• **Material provided**
▬▬▬▬▬▬

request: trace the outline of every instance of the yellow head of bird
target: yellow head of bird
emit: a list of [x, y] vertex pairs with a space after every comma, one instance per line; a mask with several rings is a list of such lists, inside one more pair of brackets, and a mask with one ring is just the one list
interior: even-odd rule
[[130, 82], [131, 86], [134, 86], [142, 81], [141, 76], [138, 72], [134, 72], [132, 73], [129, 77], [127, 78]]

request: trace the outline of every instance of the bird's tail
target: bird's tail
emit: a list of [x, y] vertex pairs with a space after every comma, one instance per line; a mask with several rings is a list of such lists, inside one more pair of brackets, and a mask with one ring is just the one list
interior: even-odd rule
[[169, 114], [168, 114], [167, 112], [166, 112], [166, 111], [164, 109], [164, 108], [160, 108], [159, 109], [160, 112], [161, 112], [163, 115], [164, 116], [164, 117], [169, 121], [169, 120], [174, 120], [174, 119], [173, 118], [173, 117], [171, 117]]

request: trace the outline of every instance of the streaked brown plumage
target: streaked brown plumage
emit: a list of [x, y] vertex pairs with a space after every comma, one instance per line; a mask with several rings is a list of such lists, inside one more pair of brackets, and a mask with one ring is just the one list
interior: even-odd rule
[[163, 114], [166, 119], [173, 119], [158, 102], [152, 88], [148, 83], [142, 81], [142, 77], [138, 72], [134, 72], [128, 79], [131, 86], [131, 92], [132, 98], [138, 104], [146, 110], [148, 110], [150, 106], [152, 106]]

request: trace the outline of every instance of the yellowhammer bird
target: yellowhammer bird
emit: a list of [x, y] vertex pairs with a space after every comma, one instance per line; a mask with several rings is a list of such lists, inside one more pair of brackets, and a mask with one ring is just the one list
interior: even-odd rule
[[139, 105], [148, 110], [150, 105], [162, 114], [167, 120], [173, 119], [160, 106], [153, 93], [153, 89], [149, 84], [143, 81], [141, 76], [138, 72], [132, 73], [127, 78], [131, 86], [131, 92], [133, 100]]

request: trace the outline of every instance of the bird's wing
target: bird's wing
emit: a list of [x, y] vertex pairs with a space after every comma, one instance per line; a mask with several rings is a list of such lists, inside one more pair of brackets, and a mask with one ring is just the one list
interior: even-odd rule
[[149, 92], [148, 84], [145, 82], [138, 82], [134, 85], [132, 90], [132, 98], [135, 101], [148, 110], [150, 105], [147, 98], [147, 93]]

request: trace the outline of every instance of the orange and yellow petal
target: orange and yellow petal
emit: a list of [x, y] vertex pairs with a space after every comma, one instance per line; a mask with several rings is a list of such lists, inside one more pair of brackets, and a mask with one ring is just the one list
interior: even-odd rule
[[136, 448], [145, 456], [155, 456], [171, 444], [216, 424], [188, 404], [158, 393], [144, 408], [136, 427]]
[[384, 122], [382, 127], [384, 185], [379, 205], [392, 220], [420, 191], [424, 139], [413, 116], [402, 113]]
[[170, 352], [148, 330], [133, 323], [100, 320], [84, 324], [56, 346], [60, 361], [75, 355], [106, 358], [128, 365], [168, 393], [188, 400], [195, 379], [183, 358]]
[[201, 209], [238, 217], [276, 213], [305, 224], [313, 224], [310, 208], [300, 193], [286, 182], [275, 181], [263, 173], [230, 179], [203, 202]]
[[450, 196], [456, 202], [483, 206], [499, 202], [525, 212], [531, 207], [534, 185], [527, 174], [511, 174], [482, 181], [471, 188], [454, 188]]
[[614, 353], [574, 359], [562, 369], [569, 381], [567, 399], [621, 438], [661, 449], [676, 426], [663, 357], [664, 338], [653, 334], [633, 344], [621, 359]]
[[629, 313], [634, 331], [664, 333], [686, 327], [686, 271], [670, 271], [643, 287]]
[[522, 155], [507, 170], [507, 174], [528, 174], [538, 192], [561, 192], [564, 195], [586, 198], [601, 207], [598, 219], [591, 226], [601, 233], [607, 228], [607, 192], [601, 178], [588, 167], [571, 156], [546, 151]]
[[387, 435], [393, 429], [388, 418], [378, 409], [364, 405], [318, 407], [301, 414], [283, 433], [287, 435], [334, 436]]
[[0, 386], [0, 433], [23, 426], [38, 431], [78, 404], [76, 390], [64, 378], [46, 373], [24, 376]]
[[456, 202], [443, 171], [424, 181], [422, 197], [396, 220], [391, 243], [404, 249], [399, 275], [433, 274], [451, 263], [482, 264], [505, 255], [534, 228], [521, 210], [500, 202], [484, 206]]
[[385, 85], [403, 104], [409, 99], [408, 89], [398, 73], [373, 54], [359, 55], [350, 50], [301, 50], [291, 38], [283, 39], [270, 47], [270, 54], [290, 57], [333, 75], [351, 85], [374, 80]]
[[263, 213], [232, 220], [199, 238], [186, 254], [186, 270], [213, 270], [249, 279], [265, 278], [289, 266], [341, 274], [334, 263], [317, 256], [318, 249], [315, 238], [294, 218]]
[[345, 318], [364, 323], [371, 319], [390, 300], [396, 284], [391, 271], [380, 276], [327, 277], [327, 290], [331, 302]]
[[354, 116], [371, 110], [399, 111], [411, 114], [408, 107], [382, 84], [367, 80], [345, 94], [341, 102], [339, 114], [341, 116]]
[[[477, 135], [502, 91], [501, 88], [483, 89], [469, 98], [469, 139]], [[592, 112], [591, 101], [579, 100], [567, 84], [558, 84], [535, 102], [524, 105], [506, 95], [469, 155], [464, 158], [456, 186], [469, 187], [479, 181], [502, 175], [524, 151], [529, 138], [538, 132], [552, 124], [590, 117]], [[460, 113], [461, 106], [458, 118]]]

▬▬▬▬▬▬

• **Problem requirements**
Render all of the records above as a two-column CSV with the header record_text,answer and one row per record. Put each record's text and its answer in their own quoted fields, replacing line breaks with spaces.

• **Result of this task**
record_text,answer
"request: trace the outline of every instance of the yellow head of bird target: yellow head of bird emit: a list of [x, y] vertex pairs with a space after every comma, one instance per line; a mask with several rings is a list of such lists, inside one more pair of brackets, and a mask with one ring is just the one list interior: even-odd rule","[[130, 82], [131, 86], [134, 86], [142, 81], [141, 76], [138, 72], [134, 72], [132, 73], [129, 77], [127, 78]]"
"request: trace the outline of every instance of the bird's tail target: bird's tail emit: a list of [x, y] vertex pairs with a space after every comma, one instance per line; a mask with several rings is a list of such lists, inside one more pair of brackets, and a mask with one ring is just the one list interior: even-odd rule","[[169, 114], [168, 114], [167, 112], [166, 112], [166, 111], [164, 109], [164, 108], [160, 108], [159, 109], [160, 112], [161, 112], [163, 115], [164, 116], [164, 117], [169, 121], [169, 120], [174, 120], [174, 119], [173, 118], [173, 117], [171, 117]]"
"request: trace the outline of every instance of the streaked brown plumage target: streaked brown plumage emit: a list of [x, y] vertex pairs with a space after every comma, one instance per line; a mask with several rings is a list of such lists, inside one more pair of brackets, and a mask with one ring is just the one list interior: even-odd rule","[[163, 114], [166, 119], [173, 119], [158, 102], [152, 88], [148, 83], [142, 81], [142, 77], [138, 72], [134, 72], [128, 79], [131, 86], [131, 92], [132, 98], [138, 104], [146, 110], [148, 110], [150, 106], [152, 106]]"
"request: trace the outline of every instance of the yellowhammer bird target: yellowhammer bird emit: a list of [x, y] vertex pairs with a space after every comma, one instance per line; a mask with several rings is a list of such lists, inside one more pair of brackets, and a mask with one ring is just the one list interior: even-odd rule","[[139, 105], [148, 110], [150, 105], [162, 114], [167, 120], [173, 119], [160, 106], [153, 93], [153, 89], [149, 84], [143, 81], [141, 76], [138, 72], [132, 73], [127, 78], [131, 86], [131, 92], [133, 100]]"
"request: trace the outline of every instance of the bird's wing target: bird's wing emit: a list of [x, y] vertex pairs with a space after every comma, one instance per line; a mask with several rings is a list of such lists, inside one more pair of brackets, and a mask with one ring is just the one list interior: even-odd rule","[[149, 92], [148, 84], [145, 82], [138, 82], [134, 85], [132, 90], [132, 98], [135, 101], [148, 110], [150, 105], [147, 98], [147, 93]]"
"request: trace the outline of every instance of the orange and yellow petal target: orange and yellow petal emit: a list of [x, y] vertex pairs with a space after every comma, one instance per line; a mask with several rings is a list of such lists, inside one more pair of brackets, and a mask with one ring is just the one list interior: even-odd rule","[[136, 448], [145, 456], [155, 456], [171, 444], [216, 424], [188, 404], [158, 393], [144, 408], [136, 427]] [[384, 122], [382, 127], [384, 185], [379, 205], [392, 220], [420, 191], [424, 139], [413, 116], [402, 113]] [[170, 352], [148, 330], [133, 323], [100, 320], [84, 324], [56, 346], [60, 361], [75, 355], [106, 358], [128, 365], [168, 393], [188, 400], [195, 379], [183, 358]] [[201, 209], [238, 217], [276, 213], [305, 224], [313, 224], [310, 208], [300, 193], [286, 182], [275, 181], [263, 173], [230, 179], [203, 202]] [[450, 196], [456, 202], [483, 206], [499, 202], [525, 212], [531, 207], [534, 185], [527, 174], [511, 174], [482, 181], [471, 188], [454, 188]] [[614, 353], [574, 359], [562, 369], [569, 381], [567, 399], [621, 438], [661, 449], [676, 426], [663, 357], [664, 338], [653, 334], [633, 344], [621, 359]] [[629, 313], [634, 331], [664, 333], [686, 327], [686, 271], [670, 271], [643, 287]] [[522, 155], [507, 170], [507, 174], [528, 174], [538, 192], [561, 192], [564, 195], [586, 198], [601, 207], [598, 219], [591, 226], [601, 233], [607, 228], [607, 192], [601, 178], [588, 167], [571, 156], [546, 151]] [[387, 435], [393, 429], [388, 418], [378, 409], [364, 405], [318, 407], [301, 414], [283, 433], [287, 435], [334, 436]] [[0, 386], [0, 433], [23, 426], [38, 431], [78, 404], [76, 390], [64, 378], [46, 373], [24, 376]] [[456, 202], [443, 171], [424, 181], [422, 197], [396, 220], [391, 243], [404, 249], [399, 275], [433, 274], [451, 263], [482, 264], [505, 255], [534, 228], [521, 210], [500, 202], [484, 206]] [[385, 85], [403, 104], [409, 99], [408, 89], [398, 73], [373, 54], [359, 55], [350, 50], [301, 50], [291, 38], [283, 39], [270, 47], [270, 54], [290, 57], [333, 75], [351, 85], [374, 80]] [[263, 213], [232, 220], [199, 238], [186, 254], [186, 270], [213, 270], [249, 279], [265, 278], [289, 266], [341, 274], [334, 263], [317, 256], [318, 249], [315, 238], [294, 218]] [[345, 318], [364, 323], [371, 319], [390, 300], [396, 284], [391, 271], [380, 276], [327, 277], [327, 290], [331, 302]] [[354, 116], [371, 110], [399, 111], [411, 114], [408, 107], [382, 84], [367, 80], [345, 94], [341, 102], [339, 114], [341, 116]] [[[477, 135], [502, 91], [501, 88], [483, 89], [469, 98], [469, 139]], [[592, 112], [591, 101], [579, 100], [567, 84], [558, 84], [535, 102], [524, 105], [506, 95], [469, 155], [464, 158], [456, 186], [469, 187], [479, 181], [502, 175], [524, 151], [529, 138], [538, 132], [552, 124], [590, 117]], [[460, 113], [461, 106], [458, 118]]]"